Extrait fourni:
***
La jurisprudence francophone des Cours suprêmes


recherche avancée

10/04/2018 | FRANCE | N°17PA00329

France | France, Cour administrative d'appel de Paris, 6ème chambre, 10 avril 2018, 17PA00329


Vu la procédure suivante :

Procédure contentieuse antérieure :

M. A...D...a demandé au Tribunal administratif de Melun d'annuler l'arrêté du 6 janvier 2016 par lequel le préfet du Val-de-Marne a refusé de lui délivrer un titre de séjour.

Par un jugement n° 1601595 du 24 novembre 2016, le Tribunal administratif de Melun a rejeté sa demande.

Procédure devant la Cour :

Par une requête enregistrée le 24 janvier 2017, et un mémoire complémentaire ainsi que des pièces enregistrés le 6 juin 2017, M.D..., représenté par Me B..., demande à la

Cour :

1°) d'annuler ce jugement du 24 novembre 2016 du Tribunal administratif de Melun ;

2°) d'...

Vu la procédure suivante :

Procédure contentieuse antérieure :

M. A...D...a demandé au Tribunal administratif de Melun d'annuler l'arrêté du 6 janvier 2016 par lequel le préfet du Val-de-Marne a refusé de lui délivrer un titre de séjour.

Par un jugement n° 1601595 du 24 novembre 2016, le Tribunal administratif de Melun a rejeté sa demande.

Procédure devant la Cour :

Par une requête enregistrée le 24 janvier 2017, et un mémoire complémentaire ainsi que des pièces enregistrés le 6 juin 2017, M.D..., représenté par Me B..., demande à la Cour :

1°) d'annuler ce jugement du 24 novembre 2016 du Tribunal administratif de Melun ;

2°) d'annuler, pour excès de pouvoir, l'arrêté du 6 janvier 2016 par lequel le préfet du Val-de-Marne a refusé de lui délivrer un titre de séjour ;

3°) d'enjoindre au préfet du Val-de-Marne de lui délivrer un titre de séjour, ou à défaut, de procéder au réexamen de sa situation ;

4°) de mettre à la charge de l'Etat la somme de 4 000 euros au titre de l'article L. 761-1 du code de justice administrative.
***
Détail de l'exercice: Relevez chacune des dates distinctes mentionnées dans l'arrêt, sans répéter celles qui figurent plusieurs fois. Les lignes de données ci-après n'ont aucun lien avec l'arrêt.

Données enregistrées:
***
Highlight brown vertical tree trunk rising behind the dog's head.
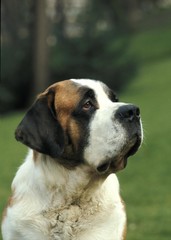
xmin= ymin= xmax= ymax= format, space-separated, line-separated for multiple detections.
xmin=31 ymin=0 xmax=49 ymax=98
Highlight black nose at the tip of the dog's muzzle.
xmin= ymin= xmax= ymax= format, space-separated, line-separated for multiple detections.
xmin=116 ymin=104 xmax=140 ymax=122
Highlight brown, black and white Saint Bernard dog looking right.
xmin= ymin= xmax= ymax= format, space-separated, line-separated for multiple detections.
xmin=2 ymin=79 xmax=143 ymax=240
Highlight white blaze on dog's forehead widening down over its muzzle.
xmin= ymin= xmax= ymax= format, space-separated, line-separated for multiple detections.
xmin=73 ymin=79 xmax=127 ymax=168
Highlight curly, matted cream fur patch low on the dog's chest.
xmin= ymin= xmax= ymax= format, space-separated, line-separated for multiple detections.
xmin=43 ymin=203 xmax=102 ymax=240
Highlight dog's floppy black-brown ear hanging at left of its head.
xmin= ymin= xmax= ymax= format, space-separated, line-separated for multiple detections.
xmin=15 ymin=90 xmax=64 ymax=158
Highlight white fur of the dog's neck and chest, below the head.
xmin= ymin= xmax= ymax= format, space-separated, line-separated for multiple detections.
xmin=2 ymin=150 xmax=126 ymax=240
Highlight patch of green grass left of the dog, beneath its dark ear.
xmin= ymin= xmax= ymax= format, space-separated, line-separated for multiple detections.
xmin=0 ymin=114 xmax=27 ymax=237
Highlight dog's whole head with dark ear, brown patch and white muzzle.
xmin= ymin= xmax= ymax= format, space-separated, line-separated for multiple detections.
xmin=16 ymin=79 xmax=142 ymax=174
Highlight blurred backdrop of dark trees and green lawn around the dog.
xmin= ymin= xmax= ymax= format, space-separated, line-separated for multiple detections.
xmin=0 ymin=0 xmax=171 ymax=240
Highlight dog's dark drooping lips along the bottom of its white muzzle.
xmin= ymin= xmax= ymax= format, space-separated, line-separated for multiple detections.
xmin=97 ymin=136 xmax=141 ymax=174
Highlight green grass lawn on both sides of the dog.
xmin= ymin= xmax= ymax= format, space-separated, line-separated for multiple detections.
xmin=0 ymin=24 xmax=171 ymax=240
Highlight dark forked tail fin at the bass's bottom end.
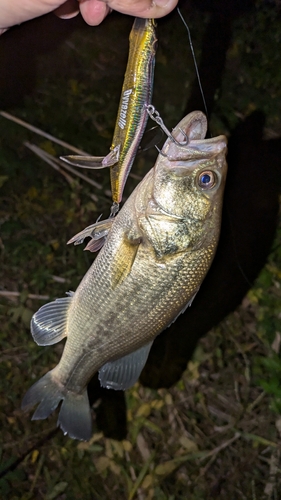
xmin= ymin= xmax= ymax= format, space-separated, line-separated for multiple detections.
xmin=22 ymin=371 xmax=92 ymax=441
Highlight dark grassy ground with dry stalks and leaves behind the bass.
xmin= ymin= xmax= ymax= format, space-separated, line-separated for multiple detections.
xmin=0 ymin=4 xmax=281 ymax=500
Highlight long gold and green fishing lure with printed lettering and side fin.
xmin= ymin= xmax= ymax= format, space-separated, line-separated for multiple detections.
xmin=61 ymin=17 xmax=157 ymax=211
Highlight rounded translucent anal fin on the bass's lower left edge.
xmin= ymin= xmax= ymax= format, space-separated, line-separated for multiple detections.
xmin=31 ymin=292 xmax=73 ymax=345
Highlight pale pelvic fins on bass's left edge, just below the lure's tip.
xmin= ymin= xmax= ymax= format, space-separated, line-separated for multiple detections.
xmin=67 ymin=217 xmax=114 ymax=252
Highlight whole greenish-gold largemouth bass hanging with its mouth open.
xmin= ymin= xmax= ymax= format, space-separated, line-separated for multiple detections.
xmin=22 ymin=111 xmax=227 ymax=441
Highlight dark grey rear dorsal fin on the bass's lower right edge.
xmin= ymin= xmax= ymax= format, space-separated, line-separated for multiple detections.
xmin=99 ymin=341 xmax=153 ymax=391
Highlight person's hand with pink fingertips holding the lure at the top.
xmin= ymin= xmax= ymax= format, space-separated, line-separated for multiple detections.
xmin=0 ymin=0 xmax=178 ymax=34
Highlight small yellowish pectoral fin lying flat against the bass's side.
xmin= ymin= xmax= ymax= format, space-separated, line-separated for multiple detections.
xmin=111 ymin=236 xmax=140 ymax=290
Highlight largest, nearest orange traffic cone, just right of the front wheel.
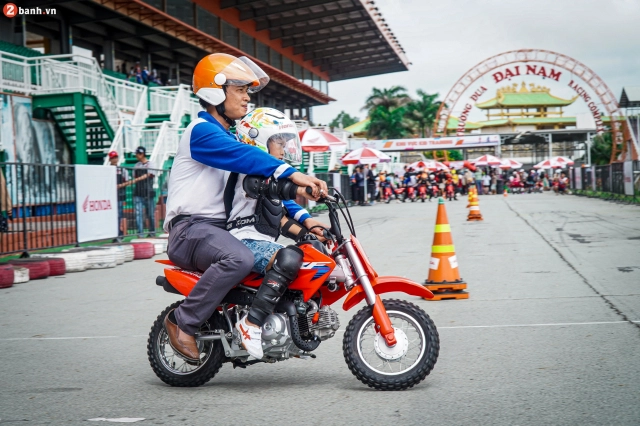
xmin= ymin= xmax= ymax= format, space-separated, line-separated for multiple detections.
xmin=424 ymin=198 xmax=469 ymax=300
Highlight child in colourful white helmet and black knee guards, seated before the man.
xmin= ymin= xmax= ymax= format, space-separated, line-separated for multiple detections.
xmin=230 ymin=108 xmax=326 ymax=359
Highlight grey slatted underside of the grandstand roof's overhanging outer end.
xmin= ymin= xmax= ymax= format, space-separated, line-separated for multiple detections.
xmin=220 ymin=0 xmax=409 ymax=81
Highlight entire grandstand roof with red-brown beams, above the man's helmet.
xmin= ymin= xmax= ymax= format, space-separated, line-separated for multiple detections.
xmin=21 ymin=0 xmax=409 ymax=106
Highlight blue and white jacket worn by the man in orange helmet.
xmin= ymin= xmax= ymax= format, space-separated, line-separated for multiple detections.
xmin=164 ymin=111 xmax=310 ymax=232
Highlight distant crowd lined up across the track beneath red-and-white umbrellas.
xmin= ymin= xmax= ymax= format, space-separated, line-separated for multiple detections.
xmin=350 ymin=165 xmax=569 ymax=205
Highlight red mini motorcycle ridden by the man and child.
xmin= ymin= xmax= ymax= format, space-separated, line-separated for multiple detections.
xmin=147 ymin=191 xmax=440 ymax=390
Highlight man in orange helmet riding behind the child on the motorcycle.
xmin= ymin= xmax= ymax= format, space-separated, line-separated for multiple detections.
xmin=164 ymin=53 xmax=327 ymax=361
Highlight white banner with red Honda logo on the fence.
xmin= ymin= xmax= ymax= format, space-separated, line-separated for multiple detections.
xmin=76 ymin=165 xmax=118 ymax=243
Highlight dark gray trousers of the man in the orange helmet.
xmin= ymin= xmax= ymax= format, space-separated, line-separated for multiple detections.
xmin=167 ymin=216 xmax=253 ymax=336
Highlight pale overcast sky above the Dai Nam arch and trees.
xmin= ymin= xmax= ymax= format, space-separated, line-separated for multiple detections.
xmin=313 ymin=0 xmax=640 ymax=124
***
Votre réponse:
- 10 avril 2018
- 6 janvier 2016
- 24 novembre 2016
- 24 janvier 2017
- 6 juin 2017